What is expected
Render the stretch of the entries below from the line containing "Could you kindly segment every instance of the roof?" through the line containing "12L57 0L42 0L38" as a Markdown table with the columns Row and Line, where Row holds a running row number and Line holds the line itself. Omit any blank lines.

Entries from a data source:
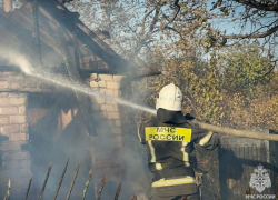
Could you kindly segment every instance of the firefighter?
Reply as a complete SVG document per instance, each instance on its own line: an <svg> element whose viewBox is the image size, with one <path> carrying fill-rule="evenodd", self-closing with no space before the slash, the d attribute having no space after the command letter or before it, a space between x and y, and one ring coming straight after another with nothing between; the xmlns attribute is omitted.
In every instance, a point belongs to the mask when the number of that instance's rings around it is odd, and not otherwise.
<svg viewBox="0 0 278 200"><path fill-rule="evenodd" d="M157 116L138 127L153 174L151 200L199 200L195 148L214 150L218 144L217 134L200 129L191 116L183 116L181 104L181 90L173 83L165 86L157 99Z"/></svg>

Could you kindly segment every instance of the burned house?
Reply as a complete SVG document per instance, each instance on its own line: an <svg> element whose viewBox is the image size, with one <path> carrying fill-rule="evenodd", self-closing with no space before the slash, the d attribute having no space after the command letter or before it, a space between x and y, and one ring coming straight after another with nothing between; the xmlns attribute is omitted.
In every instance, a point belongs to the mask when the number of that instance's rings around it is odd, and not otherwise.
<svg viewBox="0 0 278 200"><path fill-rule="evenodd" d="M130 130L123 129L129 117L116 101L64 88L62 80L54 84L54 76L120 97L130 79L159 72L118 56L63 1L17 2L20 7L13 9L12 0L3 0L0 9L0 198L9 179L11 199L24 196L31 174L30 196L38 198L53 161L47 186L53 188L46 189L52 196L67 159L72 174L64 178L66 190L79 160L80 177L87 178L92 167L95 184L103 176L108 182L119 181L118 152ZM48 77L23 73L17 64L27 60ZM81 192L79 188L72 196Z"/></svg>

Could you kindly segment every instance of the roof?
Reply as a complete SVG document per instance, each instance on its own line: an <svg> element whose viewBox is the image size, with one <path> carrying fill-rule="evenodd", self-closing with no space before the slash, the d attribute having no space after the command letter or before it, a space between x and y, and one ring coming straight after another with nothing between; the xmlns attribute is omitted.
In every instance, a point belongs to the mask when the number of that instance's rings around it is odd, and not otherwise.
<svg viewBox="0 0 278 200"><path fill-rule="evenodd" d="M70 12L57 0L42 0L38 4L40 48L36 42L33 6L31 0L20 0L22 7L12 12L0 9L0 44L16 48L31 60L38 60L41 50L44 67L61 68L64 63L57 32L62 32L69 58L80 72L133 74L145 71L141 62L128 61L117 54L107 43L86 27L77 12ZM158 70L153 70L152 73Z"/></svg>

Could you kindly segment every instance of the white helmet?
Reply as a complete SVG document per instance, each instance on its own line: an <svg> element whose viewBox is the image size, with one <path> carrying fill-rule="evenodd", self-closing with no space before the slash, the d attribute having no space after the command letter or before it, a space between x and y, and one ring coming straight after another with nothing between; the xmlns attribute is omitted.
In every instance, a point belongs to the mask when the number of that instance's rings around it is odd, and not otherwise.
<svg viewBox="0 0 278 200"><path fill-rule="evenodd" d="M181 111L181 90L173 83L170 83L160 90L156 109L162 108L171 111Z"/></svg>

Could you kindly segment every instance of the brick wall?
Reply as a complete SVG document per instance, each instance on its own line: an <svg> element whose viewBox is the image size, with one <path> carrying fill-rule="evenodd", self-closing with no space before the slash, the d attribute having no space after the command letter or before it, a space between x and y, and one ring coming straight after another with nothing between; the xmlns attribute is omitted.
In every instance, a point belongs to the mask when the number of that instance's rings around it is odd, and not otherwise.
<svg viewBox="0 0 278 200"><path fill-rule="evenodd" d="M91 74L89 80L91 88L108 96L120 97L120 81L123 76L99 74L101 79L99 82L95 81L96 78L97 74ZM98 97L92 97L92 103L93 120L99 126L98 136L93 137L90 143L95 176L97 181L103 176L109 180L119 180L122 127L118 103Z"/></svg>
<svg viewBox="0 0 278 200"><path fill-rule="evenodd" d="M31 161L28 150L27 94L0 92L0 193L11 179L12 190L26 187Z"/></svg>
<svg viewBox="0 0 278 200"><path fill-rule="evenodd" d="M1 66L0 66L1 68ZM0 72L0 92L52 92L54 87L46 81L18 72Z"/></svg>

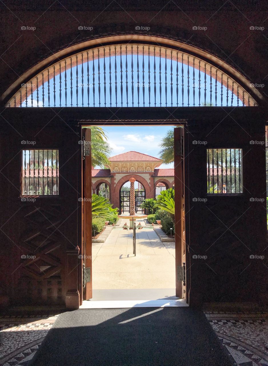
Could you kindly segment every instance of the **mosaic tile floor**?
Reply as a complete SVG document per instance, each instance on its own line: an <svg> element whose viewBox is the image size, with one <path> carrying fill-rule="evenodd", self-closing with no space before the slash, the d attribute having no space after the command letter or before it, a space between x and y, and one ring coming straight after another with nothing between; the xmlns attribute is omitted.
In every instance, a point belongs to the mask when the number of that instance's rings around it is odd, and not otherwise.
<svg viewBox="0 0 268 366"><path fill-rule="evenodd" d="M239 366L268 366L267 314L205 311ZM57 315L0 317L0 365L27 366Z"/></svg>

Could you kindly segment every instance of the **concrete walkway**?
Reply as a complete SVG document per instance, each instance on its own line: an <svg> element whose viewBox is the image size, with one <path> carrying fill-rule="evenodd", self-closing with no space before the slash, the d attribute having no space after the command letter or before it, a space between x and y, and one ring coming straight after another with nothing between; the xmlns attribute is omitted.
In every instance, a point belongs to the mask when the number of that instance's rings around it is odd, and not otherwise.
<svg viewBox="0 0 268 366"><path fill-rule="evenodd" d="M137 229L136 255L132 230L113 229L104 243L93 244L93 287L99 289L169 289L174 294L175 245L163 243L152 228ZM169 294L167 294L169 295Z"/></svg>

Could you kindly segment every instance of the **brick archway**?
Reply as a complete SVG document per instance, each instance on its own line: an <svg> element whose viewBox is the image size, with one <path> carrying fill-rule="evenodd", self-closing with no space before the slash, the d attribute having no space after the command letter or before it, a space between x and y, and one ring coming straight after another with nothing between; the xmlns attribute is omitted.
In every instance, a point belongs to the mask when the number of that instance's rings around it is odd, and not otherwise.
<svg viewBox="0 0 268 366"><path fill-rule="evenodd" d="M118 207L119 208L120 205L120 191L122 186L128 182L131 178L135 178L136 180L143 185L145 190L145 197L146 198L154 198L154 191L150 187L147 181L143 177L138 174L128 174L122 177L120 179L116 184L114 189L113 190L112 197L113 197L113 207Z"/></svg>

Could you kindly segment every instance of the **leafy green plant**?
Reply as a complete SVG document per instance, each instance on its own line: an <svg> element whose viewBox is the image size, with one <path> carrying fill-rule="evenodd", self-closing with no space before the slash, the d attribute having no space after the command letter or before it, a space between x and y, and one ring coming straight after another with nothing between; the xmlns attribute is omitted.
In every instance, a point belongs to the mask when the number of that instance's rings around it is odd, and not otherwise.
<svg viewBox="0 0 268 366"><path fill-rule="evenodd" d="M146 198L140 205L143 210L148 210L149 214L154 213L155 211L156 200L154 198Z"/></svg>
<svg viewBox="0 0 268 366"><path fill-rule="evenodd" d="M171 218L169 216L164 217L161 220L162 229L166 234L170 234L170 228L172 229L172 233L174 234L174 222Z"/></svg>
<svg viewBox="0 0 268 366"><path fill-rule="evenodd" d="M151 224L154 224L156 222L156 215L155 214L148 215L147 216L147 220Z"/></svg>
<svg viewBox="0 0 268 366"><path fill-rule="evenodd" d="M102 217L109 221L118 212L118 209L112 208L109 199L95 193L92 195L91 205L93 217Z"/></svg>
<svg viewBox="0 0 268 366"><path fill-rule="evenodd" d="M156 198L156 206L172 215L175 214L175 194L173 188L162 191Z"/></svg>
<svg viewBox="0 0 268 366"><path fill-rule="evenodd" d="M94 217L92 219L92 236L96 235L102 231L105 220L102 217Z"/></svg>

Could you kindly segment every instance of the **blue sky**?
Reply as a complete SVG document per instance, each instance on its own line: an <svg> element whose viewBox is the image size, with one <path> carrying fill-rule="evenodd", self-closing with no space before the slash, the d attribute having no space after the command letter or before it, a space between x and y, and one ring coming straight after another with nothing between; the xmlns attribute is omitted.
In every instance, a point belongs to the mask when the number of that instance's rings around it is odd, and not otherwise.
<svg viewBox="0 0 268 366"><path fill-rule="evenodd" d="M169 130L173 128L171 126L102 127L113 149L112 156L134 151L158 158L159 144ZM159 167L173 166L173 164L162 164Z"/></svg>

Output of the task
| Row | Line |
|---|---|
| 1 | Could you kindly segment every instance of the roof? |
| 2 | Reply as a complete SVG document per instance, each instance on its own line: an <svg> element whose viewBox is the image size, with one <path> carrying fill-rule="evenodd", self-closing with no space before the slash, the d attribute having no space after the command letter or before it, a space between x and y, and one ring coming straight after another with nothing between; the xmlns attribute is omitted. |
| 3 | In every instance, a point belongs to the mask when the number of that instance's rings around it is odd, and not otherwise. |
| 4 | <svg viewBox="0 0 278 200"><path fill-rule="evenodd" d="M70 12L57 0L42 0L38 4L40 48L36 42L33 6L31 0L20 0L22 7L12 12L0 9L0 44L16 48L31 60L38 60L41 50L44 67L61 68L64 63L57 32L62 32L69 58L80 72L133 74L145 71L141 62L128 61L117 54L107 43L86 27L77 12ZM158 70L153 70L152 73Z"/></svg> |